## What to work on
Your task is to repeat the listing exactly.

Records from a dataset
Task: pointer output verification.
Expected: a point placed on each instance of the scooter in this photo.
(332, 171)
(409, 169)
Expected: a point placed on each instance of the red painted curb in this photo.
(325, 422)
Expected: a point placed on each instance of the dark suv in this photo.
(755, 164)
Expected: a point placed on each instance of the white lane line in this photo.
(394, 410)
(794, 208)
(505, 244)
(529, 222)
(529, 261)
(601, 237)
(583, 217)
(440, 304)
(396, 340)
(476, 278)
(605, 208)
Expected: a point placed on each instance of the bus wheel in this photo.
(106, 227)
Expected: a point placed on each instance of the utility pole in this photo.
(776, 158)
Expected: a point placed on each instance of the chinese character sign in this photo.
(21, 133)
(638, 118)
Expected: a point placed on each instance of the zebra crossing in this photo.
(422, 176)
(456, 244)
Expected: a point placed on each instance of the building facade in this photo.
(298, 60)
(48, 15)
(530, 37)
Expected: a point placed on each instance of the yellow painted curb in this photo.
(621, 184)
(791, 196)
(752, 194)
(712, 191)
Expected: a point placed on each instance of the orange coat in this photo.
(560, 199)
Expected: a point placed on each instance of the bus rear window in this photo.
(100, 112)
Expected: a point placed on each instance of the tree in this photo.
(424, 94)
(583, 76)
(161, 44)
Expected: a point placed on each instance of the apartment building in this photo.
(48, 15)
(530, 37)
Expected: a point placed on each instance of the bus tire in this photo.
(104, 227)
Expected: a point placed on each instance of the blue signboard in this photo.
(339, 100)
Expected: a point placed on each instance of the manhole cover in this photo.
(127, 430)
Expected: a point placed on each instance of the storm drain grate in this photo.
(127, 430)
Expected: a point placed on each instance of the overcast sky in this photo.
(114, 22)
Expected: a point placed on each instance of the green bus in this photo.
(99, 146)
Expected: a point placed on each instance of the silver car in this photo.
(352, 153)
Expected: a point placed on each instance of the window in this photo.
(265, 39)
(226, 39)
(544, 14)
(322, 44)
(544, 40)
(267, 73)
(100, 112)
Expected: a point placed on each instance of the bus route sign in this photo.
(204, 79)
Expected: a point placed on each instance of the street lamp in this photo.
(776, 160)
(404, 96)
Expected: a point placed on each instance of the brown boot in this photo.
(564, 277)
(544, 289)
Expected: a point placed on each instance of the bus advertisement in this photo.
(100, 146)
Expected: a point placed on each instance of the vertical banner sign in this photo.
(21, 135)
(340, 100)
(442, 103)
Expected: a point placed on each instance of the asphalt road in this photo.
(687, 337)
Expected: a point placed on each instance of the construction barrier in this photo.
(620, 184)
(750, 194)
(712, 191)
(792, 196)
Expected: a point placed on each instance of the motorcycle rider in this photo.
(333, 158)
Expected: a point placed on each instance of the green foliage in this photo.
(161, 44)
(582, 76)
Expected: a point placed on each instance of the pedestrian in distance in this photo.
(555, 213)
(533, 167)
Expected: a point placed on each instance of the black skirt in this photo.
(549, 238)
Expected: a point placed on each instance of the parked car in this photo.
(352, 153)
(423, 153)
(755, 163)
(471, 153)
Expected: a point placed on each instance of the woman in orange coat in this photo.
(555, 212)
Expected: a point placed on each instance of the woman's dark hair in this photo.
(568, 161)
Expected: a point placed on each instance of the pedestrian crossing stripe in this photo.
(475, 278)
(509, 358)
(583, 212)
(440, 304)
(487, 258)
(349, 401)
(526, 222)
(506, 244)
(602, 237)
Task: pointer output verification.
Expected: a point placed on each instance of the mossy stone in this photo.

## Result of the exercise
Task: pointer output verification.
Expected: a point placed on each instance of the scooter in this photo.
(332, 171)
(409, 169)
Expected: a point placed on each instance of the red painted curb in this photo.
(325, 422)
Expected: a point placed on each instance of the dark suv in this photo.
(755, 164)
Expected: a point placed on each instance of the white lane line in this photo.
(394, 410)
(794, 208)
(505, 244)
(529, 222)
(529, 261)
(601, 237)
(583, 217)
(440, 304)
(396, 340)
(476, 278)
(605, 208)
Expected: a point placed on each instance of the bus wheel in this photo.
(106, 227)
Expected: a point placed on each instance of the utility pole in this photo.
(776, 158)
Expected: a point placed on each instance of the chinese character sign in this photo.
(21, 133)
(638, 118)
Expected: a point placed on each instance of the zebra crossing in this photo.
(422, 176)
(456, 244)
Expected: a point placed on each instance of the building facade in this photo.
(298, 60)
(48, 15)
(530, 37)
Expected: a point placed on each instance of the yellow painted curb in this photo.
(621, 184)
(791, 196)
(752, 194)
(712, 191)
Expected: a point placed on each instance of the orange coat in this photo.
(560, 199)
Expected: a point placed on each instance of the bus rear window in this photo.
(100, 112)
Expected: a point placed on each instance of the tree in this photo.
(424, 94)
(583, 76)
(161, 44)
Expected: a point placed on each instance of the apartment building in this photo.
(48, 15)
(530, 37)
Expected: a point placed on each instance of the bus tire in this photo.
(104, 227)
Expected: a point placed on each instance of the blue signboard in this photo.
(339, 100)
Expected: a point placed on each instance of the manhole cover in this photo.
(127, 430)
Expected: a point placed on each instance of the storm drain grate in this photo.
(127, 430)
Expected: a point placed on each instance of the overcast sky in this photo.
(114, 22)
Expected: a point placed on each instance of the green bus in this photo.
(99, 146)
Expected: a point placed on each instance of the silver car in this photo.
(352, 153)
Expected: a point placed on each instance of the window in this photo.
(265, 39)
(226, 39)
(544, 14)
(322, 44)
(544, 40)
(267, 73)
(100, 112)
Expected: a point placed on each instance of the bus route sign in this photo.
(204, 79)
Expected: a point placed on each instance of the street lamp in this photo.
(776, 160)
(404, 96)
Expected: a point placed on each instance of the brown boot in this photo.
(564, 277)
(544, 289)
Expected: a point placed on each instance of the bus advertisement in this photo.
(100, 146)
Expected: a point placed on each instance of the vertical banner sign in this photo.
(21, 135)
(340, 100)
(442, 103)
Expected: a point placed on each instance of the asphalt road in this photo.
(687, 337)
Expected: a point placed on each instance of the construction barrier in this photo.
(620, 184)
(750, 194)
(712, 191)
(792, 196)
Expected: a point placed on each instance of the motorcycle rider in this photo.
(333, 158)
Expected: a point placed on each instance of the green foliage in this photo.
(161, 44)
(582, 76)
Expected: a point placed on each instance of the pedestrian in distance in this photo.
(555, 213)
(533, 167)
Expected: a point placed on each instance of the black skirt in this photo.
(549, 238)
Expected: a point placed on each instance of the parked car in this photo.
(352, 153)
(423, 153)
(755, 163)
(471, 153)
Expected: a point placed on each instance of the woman in orange coat in this photo.
(555, 212)
Expected: a point placed on each instance of the woman's dark hair in this photo.
(568, 161)
Expected: a point placed on each instance of the pedestrian crossing stripe in this photo.
(475, 278)
(509, 358)
(583, 212)
(440, 304)
(487, 258)
(349, 401)
(526, 222)
(506, 244)
(602, 237)
Task: pointer output verification.
Expected: a point placed on each instance of the mossy stone in this photo.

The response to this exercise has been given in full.